§ THE EXERCISE
Return all of the entries exactly, with nothing added or left out.

-------

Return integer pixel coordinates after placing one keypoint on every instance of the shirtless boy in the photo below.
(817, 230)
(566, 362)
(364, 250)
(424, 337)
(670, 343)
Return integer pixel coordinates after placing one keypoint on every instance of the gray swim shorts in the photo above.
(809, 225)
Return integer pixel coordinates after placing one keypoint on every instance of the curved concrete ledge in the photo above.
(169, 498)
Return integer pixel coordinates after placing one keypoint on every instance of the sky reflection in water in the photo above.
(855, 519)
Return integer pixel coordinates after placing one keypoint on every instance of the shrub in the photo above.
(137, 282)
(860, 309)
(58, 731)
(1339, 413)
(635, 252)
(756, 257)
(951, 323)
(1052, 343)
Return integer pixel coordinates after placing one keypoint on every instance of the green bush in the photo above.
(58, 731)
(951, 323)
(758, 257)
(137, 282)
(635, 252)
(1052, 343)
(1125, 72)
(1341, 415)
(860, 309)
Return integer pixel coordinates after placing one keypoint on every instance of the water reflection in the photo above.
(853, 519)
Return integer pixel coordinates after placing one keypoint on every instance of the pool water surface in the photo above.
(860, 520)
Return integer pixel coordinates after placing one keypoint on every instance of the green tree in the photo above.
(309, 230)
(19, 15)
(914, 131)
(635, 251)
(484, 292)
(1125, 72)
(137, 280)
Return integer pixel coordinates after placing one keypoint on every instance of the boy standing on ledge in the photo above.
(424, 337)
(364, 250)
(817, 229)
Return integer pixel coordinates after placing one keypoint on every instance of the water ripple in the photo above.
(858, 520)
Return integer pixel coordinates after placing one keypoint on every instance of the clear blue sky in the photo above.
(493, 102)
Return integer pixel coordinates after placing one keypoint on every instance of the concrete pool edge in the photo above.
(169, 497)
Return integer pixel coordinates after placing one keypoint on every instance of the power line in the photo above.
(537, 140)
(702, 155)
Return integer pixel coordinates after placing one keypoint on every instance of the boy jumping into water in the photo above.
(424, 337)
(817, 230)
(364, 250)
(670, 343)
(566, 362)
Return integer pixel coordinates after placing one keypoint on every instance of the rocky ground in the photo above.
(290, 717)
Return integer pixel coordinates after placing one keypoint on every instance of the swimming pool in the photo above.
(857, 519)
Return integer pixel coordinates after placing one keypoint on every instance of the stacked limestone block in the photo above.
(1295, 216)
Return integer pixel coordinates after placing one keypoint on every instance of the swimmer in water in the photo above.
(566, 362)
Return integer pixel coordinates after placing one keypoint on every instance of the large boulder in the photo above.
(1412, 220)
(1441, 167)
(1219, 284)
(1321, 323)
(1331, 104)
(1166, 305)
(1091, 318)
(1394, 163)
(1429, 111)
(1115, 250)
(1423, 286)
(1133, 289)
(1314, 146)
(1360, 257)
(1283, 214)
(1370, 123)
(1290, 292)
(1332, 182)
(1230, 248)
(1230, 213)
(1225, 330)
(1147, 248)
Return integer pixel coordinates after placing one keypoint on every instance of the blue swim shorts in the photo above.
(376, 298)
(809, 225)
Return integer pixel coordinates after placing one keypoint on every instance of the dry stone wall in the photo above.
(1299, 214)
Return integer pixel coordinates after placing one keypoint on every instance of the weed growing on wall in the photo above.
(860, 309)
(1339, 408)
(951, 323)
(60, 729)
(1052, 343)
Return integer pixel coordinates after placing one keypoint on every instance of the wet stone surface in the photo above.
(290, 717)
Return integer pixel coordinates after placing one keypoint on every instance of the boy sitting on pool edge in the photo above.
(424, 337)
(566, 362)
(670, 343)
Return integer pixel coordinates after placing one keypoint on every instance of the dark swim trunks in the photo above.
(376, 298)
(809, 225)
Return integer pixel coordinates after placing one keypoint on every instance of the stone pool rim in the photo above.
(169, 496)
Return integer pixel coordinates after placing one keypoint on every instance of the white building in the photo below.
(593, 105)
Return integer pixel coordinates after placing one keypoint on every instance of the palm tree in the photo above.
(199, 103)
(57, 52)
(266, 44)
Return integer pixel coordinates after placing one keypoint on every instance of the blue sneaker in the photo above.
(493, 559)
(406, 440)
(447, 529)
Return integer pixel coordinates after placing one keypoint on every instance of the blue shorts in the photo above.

-------

§ REPLY
Return integer pixel coordinates after placing one keypoint on every instance of the shirtless boy in the photo below.
(817, 230)
(566, 362)
(364, 250)
(424, 337)
(670, 343)
Return integer pixel coordinates after placing one keypoint on every instance of the gray swim shorts in the photo above.
(809, 225)
Return integer pixel coordinates after placing one keypoint on every instance of the curved concrete ledge in the photo above.
(169, 498)
Return integer pixel coordinates after placing one keypoint on every instance of the sky reflection in water in the photo above.
(855, 519)
Return integer pixel coordinates after placing one keypoint on every instance of the shrub in the photo above.
(137, 282)
(860, 309)
(58, 731)
(1339, 413)
(635, 252)
(756, 257)
(951, 323)
(1052, 343)
Return integer pixel coordinates after placing one keypoint on every instance of the green bush in the photo above.
(58, 731)
(951, 323)
(758, 257)
(137, 282)
(635, 252)
(1052, 343)
(1125, 72)
(1341, 415)
(860, 309)
Return integer pixel coordinates after placing one keypoint on every instance of the water reflection in the photo above.
(853, 519)
Return integer pixel coordinates after placing one keypoint on every instance of the pool water surface in the photo above.
(860, 520)
Return integer pixel coordinates after placing one keypoint on every instance of the green tree in the photo above.
(309, 230)
(19, 15)
(914, 131)
(635, 251)
(484, 292)
(1125, 72)
(137, 280)
Return integer pixel coordinates after placing one keypoint on every instance of the boy standing on ledge in the photo above.
(424, 337)
(364, 250)
(817, 229)
Return integer pixel coordinates after placing one keypoint on every instance of the water ripple in the photo above.
(858, 520)
Return integer pixel coordinates after placing one keypoint on every instance of the clear blue sky in the photo above.
(493, 102)
Return integer pixel coordinates after placing one keypoint on every instance of the concrete pool edge in the photo above.
(169, 497)
Return integer pixel coordinates after placing one keypoint on every instance of the power line in the photo above.
(537, 140)
(702, 155)
Return integer pixel coordinates after placing one keypoint on every instance of the boy jumping into water in the photo above.
(424, 337)
(817, 230)
(364, 250)
(670, 343)
(566, 362)
Return integer pixel coordinates after placing one keypoint on every instance of the rocky ground in the photo above.
(290, 717)
Return integer pixel coordinates after placing one keypoint on every instance of the swimming pool in the photo above.
(857, 519)
Return integer pixel coordinates after placing one keypoint on every instance of the stacked limestone block in the photo above.
(1295, 216)
Return integer pixel coordinates after placing one keypoint on every instance of the swimmer in water in the photo above.
(566, 362)
Return integer pixel coordinates after placing one keypoint on every instance of the large boulder in the photo above.
(1412, 220)
(1441, 167)
(1219, 284)
(1321, 323)
(1331, 104)
(1166, 305)
(1091, 318)
(1394, 163)
(1429, 111)
(1115, 250)
(1423, 286)
(1133, 289)
(1314, 146)
(1360, 257)
(1283, 214)
(1370, 123)
(1290, 292)
(1332, 182)
(1230, 248)
(1230, 213)
(1225, 330)
(1147, 248)
Return integer pixel coordinates after placing one keypoint on every instance of the blue swim shorts in the photo above.
(376, 298)
(809, 225)
Return integer pixel coordinates after placing one keypoint on every instance of the dry stone wall in the photo above.
(1299, 214)
Return integer pixel coordinates after placing one keypoint on every instance of the weed growing on wall in the photo above.
(860, 309)
(1339, 408)
(951, 323)
(60, 729)
(1052, 343)
Return integer pixel coordinates after placing one keypoint on every instance of the wet stone surface in the photo above.
(290, 717)
Return integer pixel coordinates after placing one keypoint on every instance of the boy sitting on pool edge in the photo above.
(424, 337)
(566, 362)
(670, 343)
Return integer pixel coordinates after placing one keypoint on every instance of the dark swim trunks in the photo above.
(376, 298)
(809, 225)
Return integer pixel coordinates after placing one keypoint on every instance of the stone pool rim in the photo above.
(169, 496)
Return integer pixel coordinates after placing one keypoint on every instance of the white building in the photo below.
(593, 105)
Return integer pixel coordinates after placing one keypoint on every instance of the palm tree in the photo above.
(199, 103)
(57, 52)
(266, 44)
Return integer pixel coordinates after placing one keypoint on every instance of the blue sneaker in the photo above.
(493, 559)
(406, 440)
(447, 529)
Return integer pixel coordinates after placing one keypoint on every instance of the blue shorts in the photo above.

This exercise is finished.